BRIEF:
Every line of the listing below should come back exactly as written, with no images.

EXTRACTED INFORMATION:
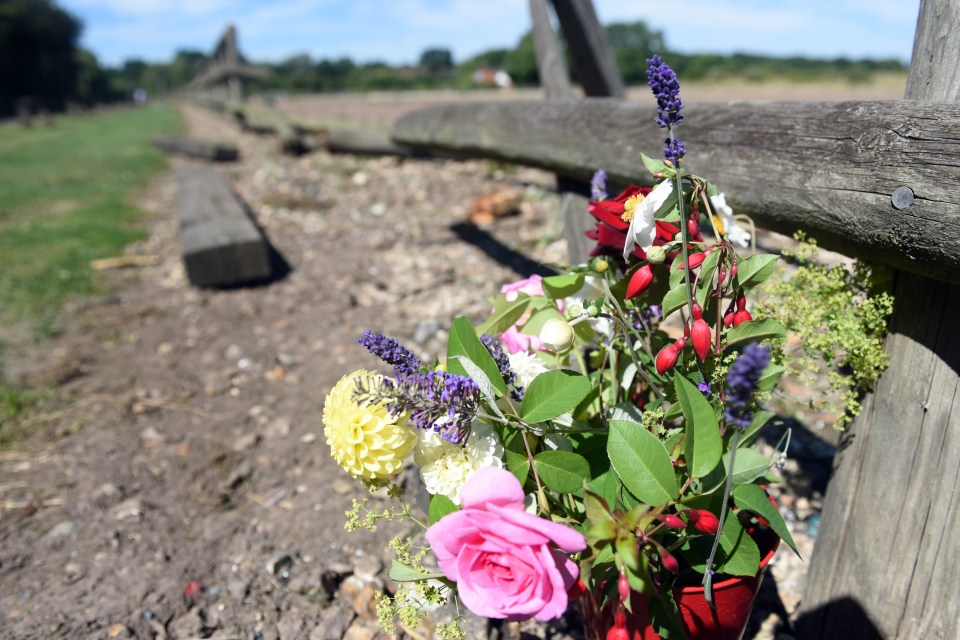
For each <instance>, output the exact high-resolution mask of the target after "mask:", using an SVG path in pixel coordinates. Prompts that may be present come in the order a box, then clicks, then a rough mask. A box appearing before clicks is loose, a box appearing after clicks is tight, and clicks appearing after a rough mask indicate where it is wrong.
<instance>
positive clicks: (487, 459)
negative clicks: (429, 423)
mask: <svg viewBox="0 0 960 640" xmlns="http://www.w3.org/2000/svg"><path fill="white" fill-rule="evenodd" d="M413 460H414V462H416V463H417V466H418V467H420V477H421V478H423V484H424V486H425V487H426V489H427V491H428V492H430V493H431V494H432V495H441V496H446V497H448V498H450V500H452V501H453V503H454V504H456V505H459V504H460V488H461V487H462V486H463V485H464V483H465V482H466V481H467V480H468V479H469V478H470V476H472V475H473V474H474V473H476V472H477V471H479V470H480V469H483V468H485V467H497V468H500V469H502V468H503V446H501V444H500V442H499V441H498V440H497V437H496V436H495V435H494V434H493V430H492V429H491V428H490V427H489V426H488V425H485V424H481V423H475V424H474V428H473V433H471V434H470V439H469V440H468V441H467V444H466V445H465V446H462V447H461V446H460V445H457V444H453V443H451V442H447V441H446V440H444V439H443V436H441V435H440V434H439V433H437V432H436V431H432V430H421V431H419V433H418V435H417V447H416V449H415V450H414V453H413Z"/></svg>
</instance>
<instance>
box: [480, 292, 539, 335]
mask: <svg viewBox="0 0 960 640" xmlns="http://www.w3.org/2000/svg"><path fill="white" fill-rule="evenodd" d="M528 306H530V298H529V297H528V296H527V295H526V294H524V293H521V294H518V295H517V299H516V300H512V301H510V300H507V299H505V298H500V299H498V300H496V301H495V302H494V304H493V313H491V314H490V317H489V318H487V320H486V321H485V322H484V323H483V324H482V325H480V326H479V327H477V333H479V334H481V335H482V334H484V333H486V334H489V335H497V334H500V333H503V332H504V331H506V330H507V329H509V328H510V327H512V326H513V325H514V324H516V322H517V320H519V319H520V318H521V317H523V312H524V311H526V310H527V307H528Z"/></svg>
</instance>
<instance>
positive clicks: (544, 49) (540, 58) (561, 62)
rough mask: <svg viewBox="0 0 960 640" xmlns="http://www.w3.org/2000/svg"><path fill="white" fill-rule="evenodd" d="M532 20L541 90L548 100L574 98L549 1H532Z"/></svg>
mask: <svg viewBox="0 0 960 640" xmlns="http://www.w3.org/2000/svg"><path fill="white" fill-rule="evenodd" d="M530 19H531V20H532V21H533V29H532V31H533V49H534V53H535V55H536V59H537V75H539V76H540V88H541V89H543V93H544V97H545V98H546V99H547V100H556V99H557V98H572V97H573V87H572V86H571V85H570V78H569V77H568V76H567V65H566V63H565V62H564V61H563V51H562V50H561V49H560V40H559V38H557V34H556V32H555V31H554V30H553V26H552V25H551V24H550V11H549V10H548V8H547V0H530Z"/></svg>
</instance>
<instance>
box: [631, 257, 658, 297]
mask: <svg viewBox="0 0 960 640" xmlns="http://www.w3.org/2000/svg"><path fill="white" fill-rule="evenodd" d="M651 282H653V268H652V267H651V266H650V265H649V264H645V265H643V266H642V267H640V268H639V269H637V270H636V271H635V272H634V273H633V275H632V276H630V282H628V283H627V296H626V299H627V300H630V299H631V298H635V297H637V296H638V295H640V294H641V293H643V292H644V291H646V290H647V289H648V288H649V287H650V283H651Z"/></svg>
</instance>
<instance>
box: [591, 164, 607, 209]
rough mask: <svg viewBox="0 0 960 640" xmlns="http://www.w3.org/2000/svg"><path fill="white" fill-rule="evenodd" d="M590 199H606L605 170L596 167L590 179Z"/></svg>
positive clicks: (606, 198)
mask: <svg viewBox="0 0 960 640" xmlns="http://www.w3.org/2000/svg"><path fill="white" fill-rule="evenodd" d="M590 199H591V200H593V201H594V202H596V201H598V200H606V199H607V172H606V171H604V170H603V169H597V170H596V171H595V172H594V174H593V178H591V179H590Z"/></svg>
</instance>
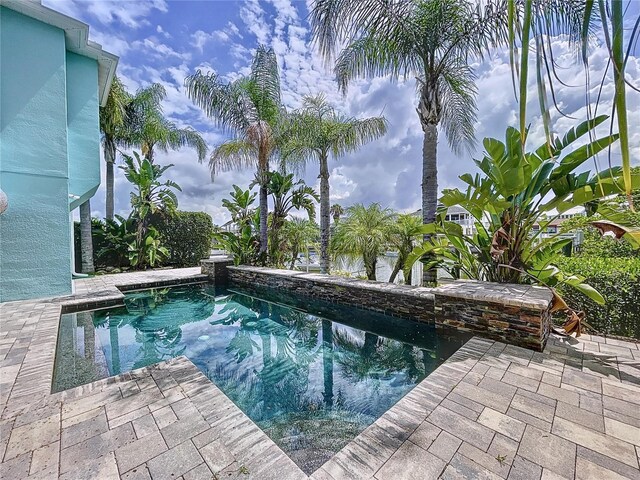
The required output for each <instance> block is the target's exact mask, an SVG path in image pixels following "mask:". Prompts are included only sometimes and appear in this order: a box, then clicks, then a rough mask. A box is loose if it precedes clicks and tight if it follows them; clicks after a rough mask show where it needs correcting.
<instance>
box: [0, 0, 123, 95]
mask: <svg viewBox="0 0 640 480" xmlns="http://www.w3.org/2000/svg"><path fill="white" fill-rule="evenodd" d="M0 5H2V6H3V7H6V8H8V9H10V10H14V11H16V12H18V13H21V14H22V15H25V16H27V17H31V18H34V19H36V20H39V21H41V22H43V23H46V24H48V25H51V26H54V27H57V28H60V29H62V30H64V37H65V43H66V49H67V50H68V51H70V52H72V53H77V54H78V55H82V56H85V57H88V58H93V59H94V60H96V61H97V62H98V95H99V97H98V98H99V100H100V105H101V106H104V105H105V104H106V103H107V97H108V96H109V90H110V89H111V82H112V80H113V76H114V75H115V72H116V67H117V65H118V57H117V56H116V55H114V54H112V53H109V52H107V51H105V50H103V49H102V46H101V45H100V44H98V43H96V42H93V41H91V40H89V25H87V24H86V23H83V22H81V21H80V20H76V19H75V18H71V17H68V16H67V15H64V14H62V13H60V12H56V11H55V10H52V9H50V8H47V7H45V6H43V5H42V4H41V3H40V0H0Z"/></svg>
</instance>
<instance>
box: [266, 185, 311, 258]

RESPONSE AREA:
For each <instance>, output the exact high-resolution mask of the target after "mask:", using an SVG path in pixel coordinates. Prompts that may be present come in the order a box, then clicks, then a rough mask. A box appearing before clicks is loose, a box appearing after clicks is tight, and clicks appearing after a rough mask indicate where it is wrong.
<instance>
positive clicks: (487, 459)
negative clicks: (429, 423)
mask: <svg viewBox="0 0 960 640" xmlns="http://www.w3.org/2000/svg"><path fill="white" fill-rule="evenodd" d="M413 460H414V462H416V463H417V466H418V467H420V477H421V478H423V484H424V486H425V487H426V489H427V491H428V492H430V493H431V494H432V495H441V496H446V497H448V498H450V500H452V501H453V503H454V504H456V505H459V504H460V488H461V487H462V486H463V485H464V483H465V482H466V481H467V480H468V479H469V478H470V476H472V475H473V474H474V473H476V472H477V471H479V470H480V469H483V468H485V467H497V468H500V469H502V468H503V446H501V444H500V442H499V441H498V440H497V437H496V436H495V435H494V434H493V430H492V429H491V428H490V427H489V426H488V425H485V424H481V423H475V424H474V428H473V433H471V434H470V439H469V440H468V441H467V444H466V445H465V446H462V447H461V446H460V445H457V444H453V443H451V442H447V441H446V440H444V439H443V436H441V435H440V434H439V433H437V432H436V431H432V430H421V431H419V433H418V435H417V447H416V449H415V450H414V453H413Z"/></svg>
</instance>
<instance>
box: [480, 292, 539, 335]
mask: <svg viewBox="0 0 960 640" xmlns="http://www.w3.org/2000/svg"><path fill="white" fill-rule="evenodd" d="M528 306H530V298H529V297H528V296H527V295H526V294H524V293H521V294H518V295H517V299H516V300H512V301H510V300H507V299H505V298H500V299H498V300H496V301H495V302H494V304H493V313H491V314H490V317H489V318H487V320H486V321H485V322H484V323H483V324H482V325H480V326H479V327H477V333H479V334H481V335H482V334H484V333H486V334H489V335H497V334H500V333H503V332H504V331H506V330H507V329H509V328H510V327H512V326H513V325H514V324H516V322H517V320H519V319H520V318H521V317H523V312H524V311H526V310H527V307H528Z"/></svg>
</instance>
<instance>
positive clicks: (544, 49) (540, 58) (561, 62)
rough mask: <svg viewBox="0 0 960 640" xmlns="http://www.w3.org/2000/svg"><path fill="white" fill-rule="evenodd" d="M532 20L541 90L548 100L574 98L549 1H532Z"/></svg>
mask: <svg viewBox="0 0 960 640" xmlns="http://www.w3.org/2000/svg"><path fill="white" fill-rule="evenodd" d="M530 19H531V20H532V21H533V29H532V31H533V49H534V53H535V55H536V59H537V75H539V76H540V88H541V89H543V93H544V97H545V98H546V99H547V100H556V99H557V98H572V97H573V87H572V86H571V85H570V78H569V77H568V76H567V65H566V63H565V62H564V61H563V51H562V50H561V49H560V40H559V38H557V34H556V32H555V31H554V30H553V26H552V25H551V24H550V11H549V10H548V8H547V0H530Z"/></svg>
</instance>
<instance>
box: [631, 257, 658, 297]
mask: <svg viewBox="0 0 960 640" xmlns="http://www.w3.org/2000/svg"><path fill="white" fill-rule="evenodd" d="M651 282H653V268H652V267H651V266H650V265H649V264H645V265H643V266H642V267H640V268H639V269H637V270H636V271H635V272H634V273H633V275H632V276H630V282H628V283H627V296H626V299H627V300H630V299H631V298H635V297H637V296H638V295H640V294H641V293H643V292H644V291H646V290H647V289H648V288H649V287H650V283H651Z"/></svg>
</instance>
<instance>
box: [591, 164, 607, 209]
rough mask: <svg viewBox="0 0 960 640" xmlns="http://www.w3.org/2000/svg"><path fill="white" fill-rule="evenodd" d="M590 199H606L605 170L596 167L590 179Z"/></svg>
positive clicks: (606, 198)
mask: <svg viewBox="0 0 960 640" xmlns="http://www.w3.org/2000/svg"><path fill="white" fill-rule="evenodd" d="M590 199H591V200H593V201H594V202H596V201H598V200H606V199H607V172H606V171H604V170H603V169H597V170H596V171H595V172H594V174H593V178H591V179H590Z"/></svg>
</instance>
The required output for each <instance> block is the target's exact mask, an SVG path in image pixels following "mask:". Prompts are included only sometimes and appear in this order: a box, then clicks, then a rough mask. A box is loose if it precedes clicks and tight if it follows them; clicks after a rough mask show where it needs correcting.
<instance>
box: [0, 0, 123, 95]
mask: <svg viewBox="0 0 640 480" xmlns="http://www.w3.org/2000/svg"><path fill="white" fill-rule="evenodd" d="M0 5H2V6H3V7H6V8H8V9H10V10H14V11H16V12H18V13H21V14H22V15H25V16H27V17H31V18H34V19H36V20H39V21H41V22H43V23H46V24H48V25H51V26H54V27H57V28H60V29H62V30H64V37H65V43H66V49H67V50H68V51H70V52H72V53H77V54H78V55H82V56H85V57H88V58H93V59H94V60H96V61H97V62H98V95H99V97H98V98H99V100H100V105H101V106H104V105H105V104H106V103H107V97H108V96H109V90H110V89H111V82H112V80H113V76H114V75H115V72H116V67H117V65H118V57H117V56H116V55H114V54H112V53H109V52H107V51H105V50H103V49H102V46H101V45H100V44H98V43H96V42H93V41H91V40H89V25H87V24H86V23H83V22H81V21H80V20H76V19H75V18H71V17H68V16H67V15H64V14H62V13H60V12H56V11H55V10H52V9H50V8H47V7H45V6H43V5H42V4H41V3H40V0H0Z"/></svg>
</instance>
<instance>
box: [266, 185, 311, 258]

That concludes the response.